*** Block opens ***

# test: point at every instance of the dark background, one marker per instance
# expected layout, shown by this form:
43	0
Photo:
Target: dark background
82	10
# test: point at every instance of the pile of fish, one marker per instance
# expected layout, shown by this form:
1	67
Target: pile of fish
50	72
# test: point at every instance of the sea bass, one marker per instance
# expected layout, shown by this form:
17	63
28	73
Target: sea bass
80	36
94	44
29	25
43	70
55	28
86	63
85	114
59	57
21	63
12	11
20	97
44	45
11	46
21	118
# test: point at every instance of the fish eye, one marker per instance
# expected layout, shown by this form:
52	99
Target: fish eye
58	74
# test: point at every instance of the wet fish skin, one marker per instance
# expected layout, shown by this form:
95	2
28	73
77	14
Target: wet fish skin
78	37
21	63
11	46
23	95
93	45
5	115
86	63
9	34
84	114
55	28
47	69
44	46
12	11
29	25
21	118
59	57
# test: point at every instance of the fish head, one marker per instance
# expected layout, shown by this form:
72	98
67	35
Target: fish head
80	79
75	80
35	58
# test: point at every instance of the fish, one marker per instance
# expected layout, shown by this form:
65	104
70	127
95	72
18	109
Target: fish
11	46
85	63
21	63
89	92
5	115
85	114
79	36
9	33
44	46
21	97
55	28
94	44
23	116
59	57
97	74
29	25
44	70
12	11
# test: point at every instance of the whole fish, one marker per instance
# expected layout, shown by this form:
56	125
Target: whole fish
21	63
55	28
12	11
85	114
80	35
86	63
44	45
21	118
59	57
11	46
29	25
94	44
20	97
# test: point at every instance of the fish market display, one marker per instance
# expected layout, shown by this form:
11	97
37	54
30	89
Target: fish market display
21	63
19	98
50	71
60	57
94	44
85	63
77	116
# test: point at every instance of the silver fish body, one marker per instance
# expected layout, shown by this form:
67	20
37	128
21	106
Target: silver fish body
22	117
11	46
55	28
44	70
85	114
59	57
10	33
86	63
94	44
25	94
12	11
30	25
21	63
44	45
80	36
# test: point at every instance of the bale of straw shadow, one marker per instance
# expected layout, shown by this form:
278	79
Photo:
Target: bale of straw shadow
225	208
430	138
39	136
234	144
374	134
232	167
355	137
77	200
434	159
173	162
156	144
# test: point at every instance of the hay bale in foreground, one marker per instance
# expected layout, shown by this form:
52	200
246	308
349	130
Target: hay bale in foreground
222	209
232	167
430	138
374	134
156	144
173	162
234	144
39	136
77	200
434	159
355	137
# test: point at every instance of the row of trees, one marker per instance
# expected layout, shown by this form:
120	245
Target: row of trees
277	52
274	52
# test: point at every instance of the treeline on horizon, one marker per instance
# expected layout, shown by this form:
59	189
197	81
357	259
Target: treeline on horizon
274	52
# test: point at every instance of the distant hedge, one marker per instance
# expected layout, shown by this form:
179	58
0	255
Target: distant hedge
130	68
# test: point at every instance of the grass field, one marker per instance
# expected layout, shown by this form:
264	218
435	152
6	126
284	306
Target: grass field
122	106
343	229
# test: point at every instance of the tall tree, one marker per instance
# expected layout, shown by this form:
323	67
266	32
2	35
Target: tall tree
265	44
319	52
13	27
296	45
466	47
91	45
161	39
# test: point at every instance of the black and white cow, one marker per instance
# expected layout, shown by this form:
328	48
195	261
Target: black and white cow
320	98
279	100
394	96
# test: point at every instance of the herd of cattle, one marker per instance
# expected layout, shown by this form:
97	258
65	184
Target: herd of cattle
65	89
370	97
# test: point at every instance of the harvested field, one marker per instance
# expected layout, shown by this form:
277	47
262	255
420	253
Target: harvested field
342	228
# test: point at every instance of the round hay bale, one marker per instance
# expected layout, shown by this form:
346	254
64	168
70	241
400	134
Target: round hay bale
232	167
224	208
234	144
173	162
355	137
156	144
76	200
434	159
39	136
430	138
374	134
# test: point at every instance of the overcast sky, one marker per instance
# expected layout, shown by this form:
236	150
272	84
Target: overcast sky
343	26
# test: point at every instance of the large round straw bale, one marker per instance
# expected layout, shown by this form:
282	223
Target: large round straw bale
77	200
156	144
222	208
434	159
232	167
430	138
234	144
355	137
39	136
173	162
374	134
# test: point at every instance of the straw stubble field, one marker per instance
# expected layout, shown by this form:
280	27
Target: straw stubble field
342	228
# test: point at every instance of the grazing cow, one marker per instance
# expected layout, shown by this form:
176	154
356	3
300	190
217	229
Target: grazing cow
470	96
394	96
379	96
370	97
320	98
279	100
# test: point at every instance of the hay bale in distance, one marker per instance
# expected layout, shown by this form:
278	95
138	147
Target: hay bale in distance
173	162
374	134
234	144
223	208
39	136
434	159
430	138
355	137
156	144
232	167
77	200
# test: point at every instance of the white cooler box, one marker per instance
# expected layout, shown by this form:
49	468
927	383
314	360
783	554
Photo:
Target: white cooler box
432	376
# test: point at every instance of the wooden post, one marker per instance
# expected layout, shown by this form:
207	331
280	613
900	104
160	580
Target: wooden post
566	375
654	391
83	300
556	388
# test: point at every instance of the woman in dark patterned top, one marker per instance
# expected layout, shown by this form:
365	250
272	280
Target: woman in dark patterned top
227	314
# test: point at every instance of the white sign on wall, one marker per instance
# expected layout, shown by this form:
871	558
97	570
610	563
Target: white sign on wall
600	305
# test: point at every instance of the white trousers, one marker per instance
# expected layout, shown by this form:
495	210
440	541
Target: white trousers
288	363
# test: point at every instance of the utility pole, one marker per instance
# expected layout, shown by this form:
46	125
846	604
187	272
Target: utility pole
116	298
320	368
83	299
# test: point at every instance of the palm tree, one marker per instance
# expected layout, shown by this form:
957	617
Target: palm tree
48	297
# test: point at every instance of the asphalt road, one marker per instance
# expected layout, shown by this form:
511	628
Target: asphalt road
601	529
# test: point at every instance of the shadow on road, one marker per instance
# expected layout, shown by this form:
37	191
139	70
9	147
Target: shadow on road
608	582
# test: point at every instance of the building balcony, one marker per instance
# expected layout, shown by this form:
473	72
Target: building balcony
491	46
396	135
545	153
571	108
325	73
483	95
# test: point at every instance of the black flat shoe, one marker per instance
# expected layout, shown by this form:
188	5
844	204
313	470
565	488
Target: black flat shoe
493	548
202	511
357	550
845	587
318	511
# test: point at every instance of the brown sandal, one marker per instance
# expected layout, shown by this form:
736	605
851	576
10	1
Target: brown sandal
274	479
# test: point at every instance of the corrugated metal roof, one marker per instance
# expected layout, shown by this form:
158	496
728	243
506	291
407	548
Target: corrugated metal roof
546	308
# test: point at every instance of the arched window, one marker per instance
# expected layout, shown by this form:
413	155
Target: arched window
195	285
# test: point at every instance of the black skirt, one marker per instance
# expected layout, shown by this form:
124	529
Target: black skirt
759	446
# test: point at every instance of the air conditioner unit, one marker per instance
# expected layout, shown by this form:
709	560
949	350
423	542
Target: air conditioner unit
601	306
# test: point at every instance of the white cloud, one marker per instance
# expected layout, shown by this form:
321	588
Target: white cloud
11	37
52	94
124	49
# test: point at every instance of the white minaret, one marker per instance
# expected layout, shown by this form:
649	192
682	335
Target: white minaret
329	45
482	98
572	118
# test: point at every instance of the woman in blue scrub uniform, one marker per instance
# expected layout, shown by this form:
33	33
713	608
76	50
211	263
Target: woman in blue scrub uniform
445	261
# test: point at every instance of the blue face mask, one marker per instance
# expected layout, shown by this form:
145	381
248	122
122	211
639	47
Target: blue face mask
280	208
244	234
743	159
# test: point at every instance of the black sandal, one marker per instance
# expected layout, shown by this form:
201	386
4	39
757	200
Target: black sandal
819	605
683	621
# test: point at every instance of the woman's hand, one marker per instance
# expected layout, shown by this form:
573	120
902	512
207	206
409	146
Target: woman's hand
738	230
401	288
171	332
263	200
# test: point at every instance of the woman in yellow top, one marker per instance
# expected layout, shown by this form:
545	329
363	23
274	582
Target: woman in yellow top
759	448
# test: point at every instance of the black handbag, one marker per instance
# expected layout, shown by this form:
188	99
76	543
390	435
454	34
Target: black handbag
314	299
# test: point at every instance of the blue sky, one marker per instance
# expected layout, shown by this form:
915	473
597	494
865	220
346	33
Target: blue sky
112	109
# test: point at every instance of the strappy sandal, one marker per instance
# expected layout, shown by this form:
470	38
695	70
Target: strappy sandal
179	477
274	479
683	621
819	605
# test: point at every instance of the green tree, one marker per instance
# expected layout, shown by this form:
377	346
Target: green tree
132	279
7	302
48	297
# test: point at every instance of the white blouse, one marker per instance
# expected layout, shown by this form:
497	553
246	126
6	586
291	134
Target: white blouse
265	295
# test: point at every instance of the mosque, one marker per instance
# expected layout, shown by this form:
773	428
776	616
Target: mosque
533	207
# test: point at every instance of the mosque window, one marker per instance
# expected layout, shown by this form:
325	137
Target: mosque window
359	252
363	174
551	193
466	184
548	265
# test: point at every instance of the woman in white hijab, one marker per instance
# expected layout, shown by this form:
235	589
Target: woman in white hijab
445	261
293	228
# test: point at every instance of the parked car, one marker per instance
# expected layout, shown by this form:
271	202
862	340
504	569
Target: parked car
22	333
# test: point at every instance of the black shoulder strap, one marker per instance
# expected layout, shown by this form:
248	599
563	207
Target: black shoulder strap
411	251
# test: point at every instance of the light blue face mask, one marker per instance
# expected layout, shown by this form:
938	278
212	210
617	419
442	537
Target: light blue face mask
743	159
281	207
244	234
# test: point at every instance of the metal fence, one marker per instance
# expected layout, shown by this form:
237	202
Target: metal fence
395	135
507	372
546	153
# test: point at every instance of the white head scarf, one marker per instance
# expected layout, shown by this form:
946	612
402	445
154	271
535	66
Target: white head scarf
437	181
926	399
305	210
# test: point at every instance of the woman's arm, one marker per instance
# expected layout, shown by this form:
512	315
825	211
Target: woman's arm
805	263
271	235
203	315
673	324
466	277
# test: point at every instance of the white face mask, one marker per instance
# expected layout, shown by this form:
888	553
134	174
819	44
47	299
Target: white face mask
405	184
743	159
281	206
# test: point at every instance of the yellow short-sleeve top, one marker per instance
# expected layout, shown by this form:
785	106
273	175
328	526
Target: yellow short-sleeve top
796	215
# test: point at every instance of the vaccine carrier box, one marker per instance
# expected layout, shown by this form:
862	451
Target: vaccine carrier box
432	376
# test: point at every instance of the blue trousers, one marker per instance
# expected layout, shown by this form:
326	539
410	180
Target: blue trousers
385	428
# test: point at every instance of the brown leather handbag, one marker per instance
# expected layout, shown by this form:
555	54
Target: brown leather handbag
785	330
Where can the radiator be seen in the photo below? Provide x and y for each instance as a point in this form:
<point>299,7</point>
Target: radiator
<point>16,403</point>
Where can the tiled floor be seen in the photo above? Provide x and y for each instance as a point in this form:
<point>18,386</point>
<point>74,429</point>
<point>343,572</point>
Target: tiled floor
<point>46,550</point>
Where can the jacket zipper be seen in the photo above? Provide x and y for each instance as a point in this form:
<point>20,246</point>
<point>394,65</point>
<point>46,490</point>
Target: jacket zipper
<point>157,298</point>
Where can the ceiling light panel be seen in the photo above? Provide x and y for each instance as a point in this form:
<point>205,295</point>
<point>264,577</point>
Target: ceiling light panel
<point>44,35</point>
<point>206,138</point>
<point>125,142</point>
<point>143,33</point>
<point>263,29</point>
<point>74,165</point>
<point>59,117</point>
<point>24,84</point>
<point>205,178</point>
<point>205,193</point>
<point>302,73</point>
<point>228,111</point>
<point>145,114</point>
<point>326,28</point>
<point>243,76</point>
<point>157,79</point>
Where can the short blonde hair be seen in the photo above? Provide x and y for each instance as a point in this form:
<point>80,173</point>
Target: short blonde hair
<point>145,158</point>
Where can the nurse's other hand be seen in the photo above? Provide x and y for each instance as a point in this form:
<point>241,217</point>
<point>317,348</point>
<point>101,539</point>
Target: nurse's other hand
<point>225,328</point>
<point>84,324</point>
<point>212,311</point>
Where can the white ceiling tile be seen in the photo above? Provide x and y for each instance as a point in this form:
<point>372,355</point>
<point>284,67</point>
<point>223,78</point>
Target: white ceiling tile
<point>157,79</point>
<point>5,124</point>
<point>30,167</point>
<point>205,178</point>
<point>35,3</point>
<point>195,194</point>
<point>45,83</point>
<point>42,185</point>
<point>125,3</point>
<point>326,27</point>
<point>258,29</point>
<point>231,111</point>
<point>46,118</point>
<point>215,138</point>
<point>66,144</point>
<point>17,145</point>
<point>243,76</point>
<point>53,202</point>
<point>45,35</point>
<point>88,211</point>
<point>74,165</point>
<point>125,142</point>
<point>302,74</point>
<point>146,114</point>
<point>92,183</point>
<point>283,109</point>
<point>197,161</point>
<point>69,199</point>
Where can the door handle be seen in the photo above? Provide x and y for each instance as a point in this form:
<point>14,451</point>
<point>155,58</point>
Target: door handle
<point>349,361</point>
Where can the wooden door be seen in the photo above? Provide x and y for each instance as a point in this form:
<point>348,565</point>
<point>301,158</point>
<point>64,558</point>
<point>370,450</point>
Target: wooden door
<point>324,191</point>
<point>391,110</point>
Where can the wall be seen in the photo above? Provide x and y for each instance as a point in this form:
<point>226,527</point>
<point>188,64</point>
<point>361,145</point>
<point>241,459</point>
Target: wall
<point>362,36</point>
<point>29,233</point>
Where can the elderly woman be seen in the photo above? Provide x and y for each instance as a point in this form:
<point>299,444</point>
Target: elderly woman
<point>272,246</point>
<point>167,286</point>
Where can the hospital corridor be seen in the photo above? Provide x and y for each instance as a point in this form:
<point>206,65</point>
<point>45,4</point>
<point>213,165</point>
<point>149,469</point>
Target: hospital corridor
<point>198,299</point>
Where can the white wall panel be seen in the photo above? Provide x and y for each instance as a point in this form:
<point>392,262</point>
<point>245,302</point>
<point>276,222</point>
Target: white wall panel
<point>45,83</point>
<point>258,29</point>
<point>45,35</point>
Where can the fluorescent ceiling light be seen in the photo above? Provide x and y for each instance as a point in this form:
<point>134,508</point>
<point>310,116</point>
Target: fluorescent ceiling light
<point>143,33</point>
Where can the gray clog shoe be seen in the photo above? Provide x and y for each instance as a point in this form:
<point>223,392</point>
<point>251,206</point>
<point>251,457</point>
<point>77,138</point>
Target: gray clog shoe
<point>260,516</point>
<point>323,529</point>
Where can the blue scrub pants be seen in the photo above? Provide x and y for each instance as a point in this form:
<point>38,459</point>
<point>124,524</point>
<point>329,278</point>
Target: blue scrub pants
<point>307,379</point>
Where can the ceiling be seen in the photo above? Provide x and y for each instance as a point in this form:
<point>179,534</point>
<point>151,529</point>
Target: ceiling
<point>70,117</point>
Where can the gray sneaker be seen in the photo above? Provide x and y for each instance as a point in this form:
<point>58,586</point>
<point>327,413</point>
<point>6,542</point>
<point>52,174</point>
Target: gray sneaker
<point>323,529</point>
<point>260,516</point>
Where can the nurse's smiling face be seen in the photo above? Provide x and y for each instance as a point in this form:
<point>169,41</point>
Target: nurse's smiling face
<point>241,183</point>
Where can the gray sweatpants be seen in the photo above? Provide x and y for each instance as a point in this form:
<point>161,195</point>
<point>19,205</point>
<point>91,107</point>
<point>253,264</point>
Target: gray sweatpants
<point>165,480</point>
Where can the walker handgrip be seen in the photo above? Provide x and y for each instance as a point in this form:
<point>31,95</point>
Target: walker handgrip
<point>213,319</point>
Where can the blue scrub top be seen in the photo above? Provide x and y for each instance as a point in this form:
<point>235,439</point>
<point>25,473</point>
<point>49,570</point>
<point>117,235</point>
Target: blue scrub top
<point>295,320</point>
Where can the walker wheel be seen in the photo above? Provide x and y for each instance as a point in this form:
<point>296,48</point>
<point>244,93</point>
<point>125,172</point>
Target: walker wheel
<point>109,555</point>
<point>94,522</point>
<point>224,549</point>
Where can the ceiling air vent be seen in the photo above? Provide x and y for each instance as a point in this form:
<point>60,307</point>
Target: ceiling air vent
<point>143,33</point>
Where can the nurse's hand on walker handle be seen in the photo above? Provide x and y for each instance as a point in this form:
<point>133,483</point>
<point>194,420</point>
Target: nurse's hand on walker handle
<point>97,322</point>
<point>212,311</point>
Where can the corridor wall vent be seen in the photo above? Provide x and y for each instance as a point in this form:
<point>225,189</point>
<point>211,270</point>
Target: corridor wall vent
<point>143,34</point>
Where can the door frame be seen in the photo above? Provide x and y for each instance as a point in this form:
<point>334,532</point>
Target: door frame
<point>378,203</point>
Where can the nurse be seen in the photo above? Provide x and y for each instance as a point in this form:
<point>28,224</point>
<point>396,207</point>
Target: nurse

*** Block closes ***

In the entries above, the lines between the one holding "<point>80,173</point>" and the one holding "<point>284,67</point>", inclusive, are to be printed exactly as written, and those alone.

<point>80,173</point>
Target: short blonde hair
<point>145,158</point>
Where can the nurse's other hand be seen in the photo above? Provide x and y for each instance as a point in this form:
<point>241,217</point>
<point>317,348</point>
<point>101,539</point>
Target: nurse's other hand
<point>225,328</point>
<point>84,324</point>
<point>212,311</point>
Where can the white ceiling tile be seen in the photo above? Provide x and y for each instance as a point in this form:
<point>372,355</point>
<point>284,67</point>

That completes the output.